* Task description *
List every line of the listing below that contains the word "surface".

* Provided records *

# # # #

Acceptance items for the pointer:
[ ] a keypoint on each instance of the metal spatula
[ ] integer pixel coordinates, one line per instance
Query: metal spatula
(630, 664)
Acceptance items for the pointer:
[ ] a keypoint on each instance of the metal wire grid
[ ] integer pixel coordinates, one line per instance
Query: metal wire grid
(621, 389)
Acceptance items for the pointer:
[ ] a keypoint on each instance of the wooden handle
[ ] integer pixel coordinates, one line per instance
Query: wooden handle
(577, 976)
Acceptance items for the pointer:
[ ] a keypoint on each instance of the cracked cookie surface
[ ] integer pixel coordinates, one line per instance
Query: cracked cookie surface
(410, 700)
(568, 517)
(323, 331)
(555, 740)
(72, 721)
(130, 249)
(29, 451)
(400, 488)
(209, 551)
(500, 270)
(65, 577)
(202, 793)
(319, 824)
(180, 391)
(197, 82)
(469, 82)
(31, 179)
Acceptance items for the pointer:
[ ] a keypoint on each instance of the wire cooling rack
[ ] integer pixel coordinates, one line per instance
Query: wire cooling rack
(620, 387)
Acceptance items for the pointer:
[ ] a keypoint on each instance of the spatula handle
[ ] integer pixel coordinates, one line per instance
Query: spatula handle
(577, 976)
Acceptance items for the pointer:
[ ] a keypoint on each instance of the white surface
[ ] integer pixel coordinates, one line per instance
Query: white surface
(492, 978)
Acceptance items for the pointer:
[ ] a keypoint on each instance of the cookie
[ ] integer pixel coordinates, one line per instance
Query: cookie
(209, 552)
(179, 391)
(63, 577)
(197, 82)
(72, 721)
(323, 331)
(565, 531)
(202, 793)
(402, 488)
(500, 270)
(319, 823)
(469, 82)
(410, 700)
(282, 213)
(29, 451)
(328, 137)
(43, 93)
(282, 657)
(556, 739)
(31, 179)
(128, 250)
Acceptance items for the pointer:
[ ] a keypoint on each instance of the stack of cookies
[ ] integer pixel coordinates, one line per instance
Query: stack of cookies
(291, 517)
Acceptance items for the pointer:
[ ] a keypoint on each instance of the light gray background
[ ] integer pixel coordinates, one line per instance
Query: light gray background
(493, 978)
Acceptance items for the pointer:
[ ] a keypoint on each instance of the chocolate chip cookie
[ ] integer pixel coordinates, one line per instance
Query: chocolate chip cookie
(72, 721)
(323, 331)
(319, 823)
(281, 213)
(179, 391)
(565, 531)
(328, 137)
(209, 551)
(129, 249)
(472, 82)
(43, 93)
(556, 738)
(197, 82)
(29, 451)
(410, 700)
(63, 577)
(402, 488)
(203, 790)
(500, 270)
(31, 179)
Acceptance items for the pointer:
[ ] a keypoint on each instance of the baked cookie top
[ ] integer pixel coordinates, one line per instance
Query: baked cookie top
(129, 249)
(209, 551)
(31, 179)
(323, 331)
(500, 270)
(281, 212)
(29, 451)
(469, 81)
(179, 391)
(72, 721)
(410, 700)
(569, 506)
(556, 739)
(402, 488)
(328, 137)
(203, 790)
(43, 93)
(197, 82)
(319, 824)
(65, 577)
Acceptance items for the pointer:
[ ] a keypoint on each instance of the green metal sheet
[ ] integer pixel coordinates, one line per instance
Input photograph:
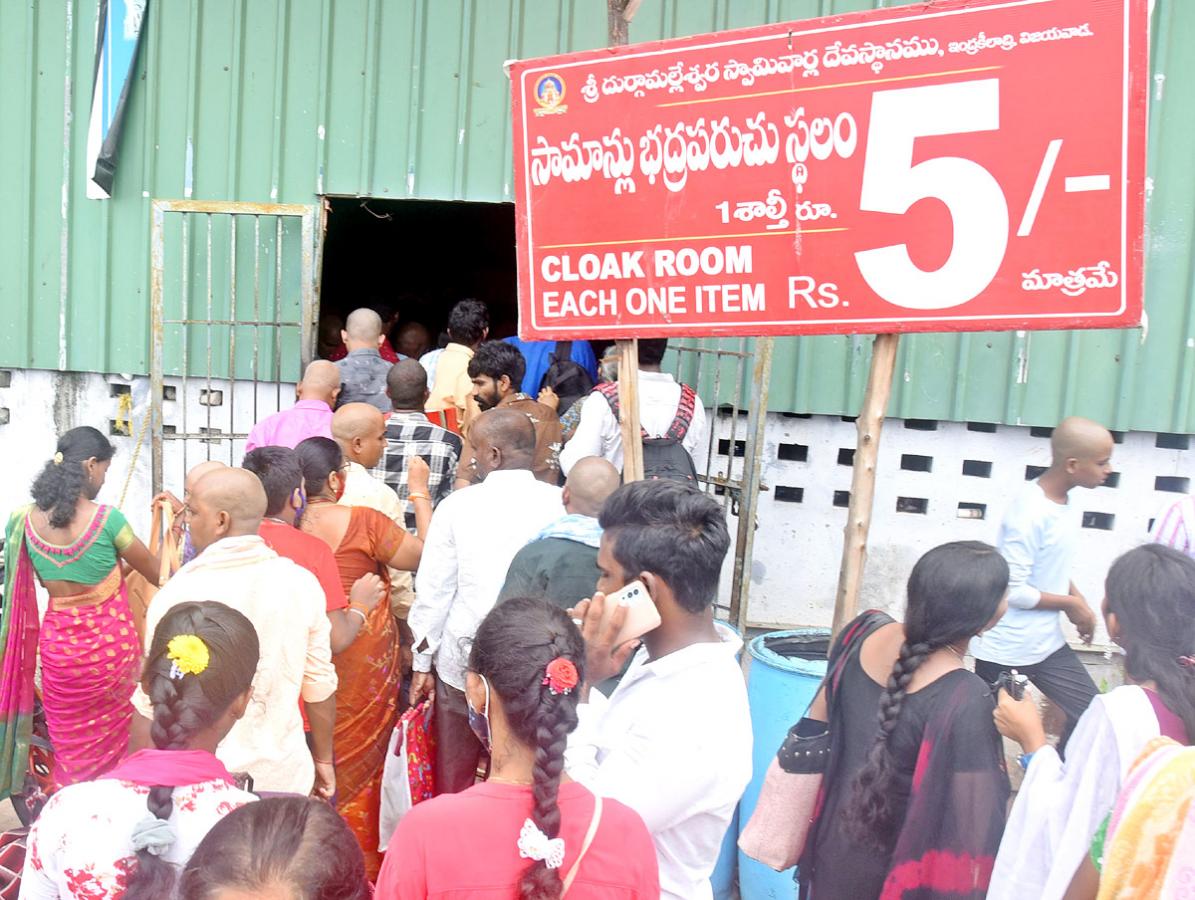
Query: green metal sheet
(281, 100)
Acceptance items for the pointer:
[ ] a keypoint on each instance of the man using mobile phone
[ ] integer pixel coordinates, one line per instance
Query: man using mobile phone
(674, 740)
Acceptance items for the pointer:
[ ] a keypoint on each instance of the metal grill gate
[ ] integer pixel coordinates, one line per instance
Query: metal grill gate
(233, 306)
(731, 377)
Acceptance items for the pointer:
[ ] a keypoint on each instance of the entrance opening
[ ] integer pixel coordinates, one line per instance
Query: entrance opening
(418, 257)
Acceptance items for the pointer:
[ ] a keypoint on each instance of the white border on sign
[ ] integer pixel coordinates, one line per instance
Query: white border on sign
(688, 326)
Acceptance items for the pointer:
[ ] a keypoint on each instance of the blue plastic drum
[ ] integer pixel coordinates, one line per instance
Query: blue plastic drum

# # # #

* Answer to this problem *
[ ] a keypoint on each instance of the cracked cookie surface
Query: cracked cookie surface
[ ] a keypoint on each instance of the white surface
Query: white surface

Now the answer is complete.